* [Objective] Return every line of the material below that contains the string "water".

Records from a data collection
-*-
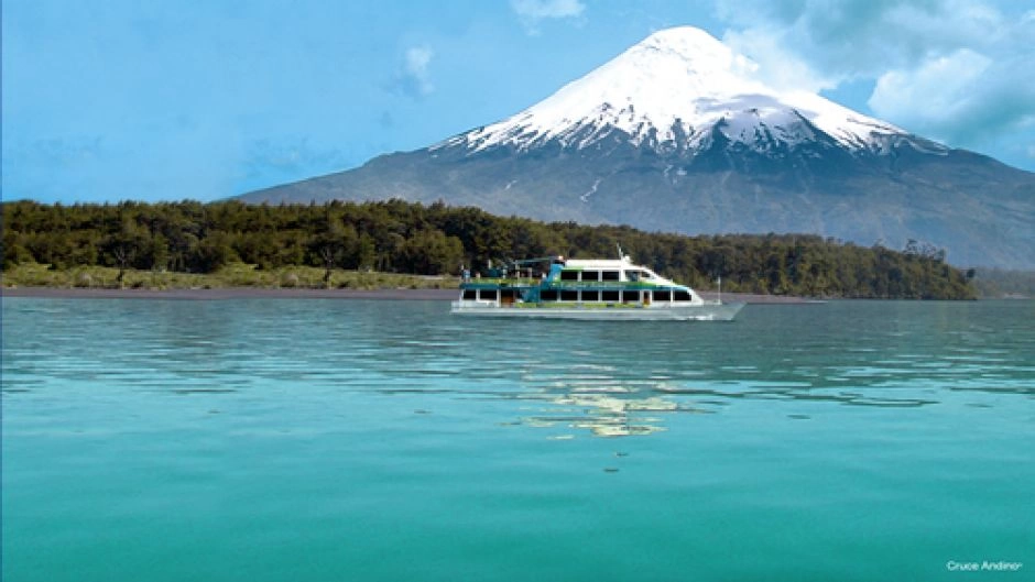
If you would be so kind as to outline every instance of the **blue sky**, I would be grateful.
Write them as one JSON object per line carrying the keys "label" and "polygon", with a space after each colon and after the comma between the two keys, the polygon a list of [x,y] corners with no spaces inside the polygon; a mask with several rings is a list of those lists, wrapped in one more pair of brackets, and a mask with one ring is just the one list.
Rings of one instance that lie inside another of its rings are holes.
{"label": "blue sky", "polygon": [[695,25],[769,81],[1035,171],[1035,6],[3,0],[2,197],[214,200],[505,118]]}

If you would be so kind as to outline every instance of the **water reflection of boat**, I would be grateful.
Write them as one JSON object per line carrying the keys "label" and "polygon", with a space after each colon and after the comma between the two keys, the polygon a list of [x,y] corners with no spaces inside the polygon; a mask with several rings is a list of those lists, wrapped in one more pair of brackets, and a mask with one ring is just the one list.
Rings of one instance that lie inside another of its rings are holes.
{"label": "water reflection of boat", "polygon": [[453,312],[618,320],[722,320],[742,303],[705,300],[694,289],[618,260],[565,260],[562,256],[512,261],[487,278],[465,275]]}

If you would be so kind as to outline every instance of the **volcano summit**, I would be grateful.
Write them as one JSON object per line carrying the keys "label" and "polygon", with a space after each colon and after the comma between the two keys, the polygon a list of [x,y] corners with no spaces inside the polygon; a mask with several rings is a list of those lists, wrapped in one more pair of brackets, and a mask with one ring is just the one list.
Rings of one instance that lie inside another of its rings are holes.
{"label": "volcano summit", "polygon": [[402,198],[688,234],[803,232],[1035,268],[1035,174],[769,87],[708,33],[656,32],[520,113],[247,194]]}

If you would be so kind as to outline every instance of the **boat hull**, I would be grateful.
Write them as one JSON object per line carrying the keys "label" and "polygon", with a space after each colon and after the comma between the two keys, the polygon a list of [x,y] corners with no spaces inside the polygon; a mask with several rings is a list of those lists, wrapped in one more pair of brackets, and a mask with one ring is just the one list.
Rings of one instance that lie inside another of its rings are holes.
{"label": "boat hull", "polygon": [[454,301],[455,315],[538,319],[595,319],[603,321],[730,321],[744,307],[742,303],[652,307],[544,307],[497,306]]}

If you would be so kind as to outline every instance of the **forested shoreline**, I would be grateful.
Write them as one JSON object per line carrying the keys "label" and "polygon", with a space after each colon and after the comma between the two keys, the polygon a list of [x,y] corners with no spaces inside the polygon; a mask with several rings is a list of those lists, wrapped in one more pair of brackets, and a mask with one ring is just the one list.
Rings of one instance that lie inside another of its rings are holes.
-*-
* [Reply to the task]
If you would be so kind as to outline every instance of the **water reflection of boat**, I would be grateful.
{"label": "water reflection of boat", "polygon": [[453,312],[618,320],[722,320],[742,303],[705,300],[694,289],[618,260],[565,260],[562,256],[512,261],[487,278],[465,275]]}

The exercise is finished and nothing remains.